## [Your instructions]
Which sentences in the speech about Bill No. 68 end with a question mark? Quote each one in full.

She indicated to me that Bill No. 68 will hurt that unit, it will hurt the ability for that unit to ever get out of the situation that it finds itself in right now. This is her fear. She told me about working four 12-hour shifts and then going home and having time off and never being able, in the last few years, to get through her days off without being called back. It just doesn't happen. She is consistently and constantly called back to work. She told me that mandatory overtime has resulted in situations where she has been told you get back in here right now to do this shift, and it is really too bad that your 12 year old has a junior high school concert tonight that you have been planning to attend, because you have missed all of these other occasions that your daughter has been involved in. Your family doesn't come first. You cannot allow it to come first. You have to come back here.

Well, I am sorry, Mr. Premier, and members of the government caucus, but that is not good enough. We cannot be treating people in this province in that way. We cannot allow that situation to occur, because 12 year olds need their parents too and we do not have the right to demand that these people put their work at the whim of this government. We do not have that right.

What government needs to do is to use the tools that you have at your disposal to assist workers to find a balance between work life and family life. We have to stop. You want to talk about prevention? Let's do something to prevent this pervasive "marketization" of every aspect of our lives. It has gone to the point where working people can't have the time with their family members that they require for decent lives. Let's not forget that we are talking about mainly women - in the nursing profession, 97 per cent of the workforce are women - well if anybody knows anything about women and work, it is this duality between family and household responsibilities, community responsibilities and the pressure for paid employment. This needs to be dealt with fairly and seriously and you cannot enforce on people the choice to put the workplace before the family.

That, conceivably, could result in people choosing their families, and who could blame them? Then where will we be? Where will we be when women who are nurses, say I am going to give up my profession because my family is going to come first, and that is what you are doing to these women, that is what you are doing to health care providers. You are putting a gun to their head, as many of the women and the men who came in front of the Law Amendments Committee had to say.

## [Extracted records]
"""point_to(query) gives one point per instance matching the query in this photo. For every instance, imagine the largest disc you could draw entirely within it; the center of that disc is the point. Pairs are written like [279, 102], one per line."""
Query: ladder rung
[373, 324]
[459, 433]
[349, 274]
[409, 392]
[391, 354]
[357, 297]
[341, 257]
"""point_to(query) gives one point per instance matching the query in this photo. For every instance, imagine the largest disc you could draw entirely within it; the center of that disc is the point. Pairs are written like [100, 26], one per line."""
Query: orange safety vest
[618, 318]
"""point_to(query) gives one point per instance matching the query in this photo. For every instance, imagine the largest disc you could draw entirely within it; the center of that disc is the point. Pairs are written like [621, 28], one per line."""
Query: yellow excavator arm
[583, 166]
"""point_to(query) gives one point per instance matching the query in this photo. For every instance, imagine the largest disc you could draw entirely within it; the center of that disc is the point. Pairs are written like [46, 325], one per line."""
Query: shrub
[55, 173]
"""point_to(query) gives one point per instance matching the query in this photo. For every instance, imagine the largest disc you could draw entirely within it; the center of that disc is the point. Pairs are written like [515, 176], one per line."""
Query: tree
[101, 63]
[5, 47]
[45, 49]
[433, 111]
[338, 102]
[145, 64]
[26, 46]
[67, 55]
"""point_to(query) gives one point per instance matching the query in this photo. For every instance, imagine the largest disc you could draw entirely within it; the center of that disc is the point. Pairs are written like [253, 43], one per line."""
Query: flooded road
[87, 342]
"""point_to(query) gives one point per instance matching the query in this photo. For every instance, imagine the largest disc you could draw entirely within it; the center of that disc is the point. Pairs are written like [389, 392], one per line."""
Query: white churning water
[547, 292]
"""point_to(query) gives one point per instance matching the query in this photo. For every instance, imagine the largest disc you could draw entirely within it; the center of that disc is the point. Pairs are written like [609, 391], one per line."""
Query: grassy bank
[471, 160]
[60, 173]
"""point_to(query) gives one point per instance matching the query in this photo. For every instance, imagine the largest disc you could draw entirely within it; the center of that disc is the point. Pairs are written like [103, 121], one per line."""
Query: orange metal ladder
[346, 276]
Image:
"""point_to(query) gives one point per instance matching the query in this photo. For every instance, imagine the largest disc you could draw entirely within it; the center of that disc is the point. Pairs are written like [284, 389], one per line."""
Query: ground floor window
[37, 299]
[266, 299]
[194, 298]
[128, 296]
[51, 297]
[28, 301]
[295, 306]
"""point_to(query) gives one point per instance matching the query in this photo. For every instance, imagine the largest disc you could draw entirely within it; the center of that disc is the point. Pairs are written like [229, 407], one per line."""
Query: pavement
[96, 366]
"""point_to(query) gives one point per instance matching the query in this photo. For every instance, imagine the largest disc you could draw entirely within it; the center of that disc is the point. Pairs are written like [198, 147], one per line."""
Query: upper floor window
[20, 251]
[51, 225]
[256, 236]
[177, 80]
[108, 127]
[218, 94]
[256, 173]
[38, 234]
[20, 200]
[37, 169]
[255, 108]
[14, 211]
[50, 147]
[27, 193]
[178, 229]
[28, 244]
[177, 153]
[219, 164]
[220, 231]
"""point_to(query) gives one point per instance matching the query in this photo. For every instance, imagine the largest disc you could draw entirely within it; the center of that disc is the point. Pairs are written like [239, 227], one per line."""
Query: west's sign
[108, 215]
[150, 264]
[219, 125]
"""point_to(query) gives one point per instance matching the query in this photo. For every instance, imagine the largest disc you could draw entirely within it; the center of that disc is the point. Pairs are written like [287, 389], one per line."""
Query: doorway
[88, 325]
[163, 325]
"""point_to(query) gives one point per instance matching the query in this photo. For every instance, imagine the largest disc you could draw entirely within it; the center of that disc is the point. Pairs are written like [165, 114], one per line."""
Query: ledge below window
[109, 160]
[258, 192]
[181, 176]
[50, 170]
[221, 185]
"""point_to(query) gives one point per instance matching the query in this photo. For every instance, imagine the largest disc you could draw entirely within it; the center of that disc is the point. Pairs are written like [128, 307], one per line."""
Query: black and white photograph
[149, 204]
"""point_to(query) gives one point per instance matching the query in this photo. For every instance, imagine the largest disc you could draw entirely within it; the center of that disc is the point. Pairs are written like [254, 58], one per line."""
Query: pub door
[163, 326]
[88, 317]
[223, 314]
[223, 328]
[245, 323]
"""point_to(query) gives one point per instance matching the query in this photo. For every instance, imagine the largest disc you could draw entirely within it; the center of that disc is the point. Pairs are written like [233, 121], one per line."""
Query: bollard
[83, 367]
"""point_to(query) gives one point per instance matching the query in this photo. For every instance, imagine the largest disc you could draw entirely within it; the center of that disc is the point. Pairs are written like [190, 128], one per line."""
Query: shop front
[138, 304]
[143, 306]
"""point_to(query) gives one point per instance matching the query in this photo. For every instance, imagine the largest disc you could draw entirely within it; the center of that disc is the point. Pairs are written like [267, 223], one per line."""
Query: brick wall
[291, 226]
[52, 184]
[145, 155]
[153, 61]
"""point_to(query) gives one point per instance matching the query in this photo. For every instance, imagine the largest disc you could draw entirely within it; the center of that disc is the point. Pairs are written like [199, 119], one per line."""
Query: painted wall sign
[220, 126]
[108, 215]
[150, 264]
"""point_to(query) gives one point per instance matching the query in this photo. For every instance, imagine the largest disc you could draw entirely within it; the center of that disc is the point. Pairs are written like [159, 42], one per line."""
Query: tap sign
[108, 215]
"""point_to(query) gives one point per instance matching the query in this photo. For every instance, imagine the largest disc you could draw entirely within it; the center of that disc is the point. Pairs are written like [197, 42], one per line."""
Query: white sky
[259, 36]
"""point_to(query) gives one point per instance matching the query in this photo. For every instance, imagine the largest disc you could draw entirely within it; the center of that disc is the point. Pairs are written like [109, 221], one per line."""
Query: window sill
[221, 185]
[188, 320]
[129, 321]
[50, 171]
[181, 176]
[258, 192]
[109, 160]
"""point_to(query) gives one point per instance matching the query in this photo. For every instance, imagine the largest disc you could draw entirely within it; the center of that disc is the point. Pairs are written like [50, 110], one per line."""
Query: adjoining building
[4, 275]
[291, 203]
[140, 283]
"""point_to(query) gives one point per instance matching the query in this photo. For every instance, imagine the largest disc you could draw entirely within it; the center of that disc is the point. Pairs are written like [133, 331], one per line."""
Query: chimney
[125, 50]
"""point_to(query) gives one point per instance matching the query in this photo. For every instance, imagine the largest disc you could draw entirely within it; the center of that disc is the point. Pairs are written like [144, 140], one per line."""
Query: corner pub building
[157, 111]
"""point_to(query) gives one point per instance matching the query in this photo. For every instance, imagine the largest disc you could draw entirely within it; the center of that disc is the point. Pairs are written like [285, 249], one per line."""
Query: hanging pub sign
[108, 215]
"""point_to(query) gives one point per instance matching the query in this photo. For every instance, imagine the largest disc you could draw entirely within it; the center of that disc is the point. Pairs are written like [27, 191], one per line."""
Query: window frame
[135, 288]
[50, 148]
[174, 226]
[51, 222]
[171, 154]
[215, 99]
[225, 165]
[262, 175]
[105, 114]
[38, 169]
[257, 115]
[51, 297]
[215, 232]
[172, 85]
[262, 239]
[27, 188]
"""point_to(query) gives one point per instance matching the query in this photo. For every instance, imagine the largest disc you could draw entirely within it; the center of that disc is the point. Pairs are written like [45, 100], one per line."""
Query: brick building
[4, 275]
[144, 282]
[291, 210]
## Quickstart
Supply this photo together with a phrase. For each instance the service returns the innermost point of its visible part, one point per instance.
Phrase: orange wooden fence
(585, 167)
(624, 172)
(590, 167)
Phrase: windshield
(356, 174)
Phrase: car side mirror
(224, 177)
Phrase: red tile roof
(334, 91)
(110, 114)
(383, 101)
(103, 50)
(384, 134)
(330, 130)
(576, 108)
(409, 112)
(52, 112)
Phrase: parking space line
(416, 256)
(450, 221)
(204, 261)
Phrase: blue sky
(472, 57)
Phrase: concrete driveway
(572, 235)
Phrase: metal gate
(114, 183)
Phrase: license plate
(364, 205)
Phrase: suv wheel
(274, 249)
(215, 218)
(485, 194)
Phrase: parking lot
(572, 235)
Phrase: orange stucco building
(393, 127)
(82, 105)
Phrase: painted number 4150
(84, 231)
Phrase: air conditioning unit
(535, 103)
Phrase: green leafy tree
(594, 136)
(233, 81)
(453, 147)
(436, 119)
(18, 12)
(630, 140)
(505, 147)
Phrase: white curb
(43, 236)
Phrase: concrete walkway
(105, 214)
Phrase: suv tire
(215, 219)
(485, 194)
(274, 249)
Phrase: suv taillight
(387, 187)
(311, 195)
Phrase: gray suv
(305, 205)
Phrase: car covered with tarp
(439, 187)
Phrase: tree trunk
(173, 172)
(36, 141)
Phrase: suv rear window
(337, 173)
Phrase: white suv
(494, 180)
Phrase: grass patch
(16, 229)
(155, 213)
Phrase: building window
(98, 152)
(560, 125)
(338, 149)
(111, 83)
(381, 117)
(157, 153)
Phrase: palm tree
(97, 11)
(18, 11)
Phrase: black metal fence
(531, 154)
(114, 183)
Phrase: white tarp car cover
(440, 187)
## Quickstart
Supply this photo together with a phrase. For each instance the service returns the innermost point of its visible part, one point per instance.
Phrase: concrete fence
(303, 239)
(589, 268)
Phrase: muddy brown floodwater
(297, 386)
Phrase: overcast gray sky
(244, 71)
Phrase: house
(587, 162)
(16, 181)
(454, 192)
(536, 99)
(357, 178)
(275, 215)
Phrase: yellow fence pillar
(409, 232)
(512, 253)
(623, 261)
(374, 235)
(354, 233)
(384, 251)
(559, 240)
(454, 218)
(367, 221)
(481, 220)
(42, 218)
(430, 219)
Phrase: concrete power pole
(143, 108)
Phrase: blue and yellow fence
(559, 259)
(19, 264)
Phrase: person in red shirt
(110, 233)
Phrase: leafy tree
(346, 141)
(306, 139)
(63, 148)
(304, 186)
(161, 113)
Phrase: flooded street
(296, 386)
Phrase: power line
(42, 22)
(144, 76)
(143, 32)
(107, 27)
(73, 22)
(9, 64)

## [Task solution]
- "You want to talk about prevention?"
- "That, conceivably, could result in people choosing their families, and who could blame them?"
- "Then where will we be?"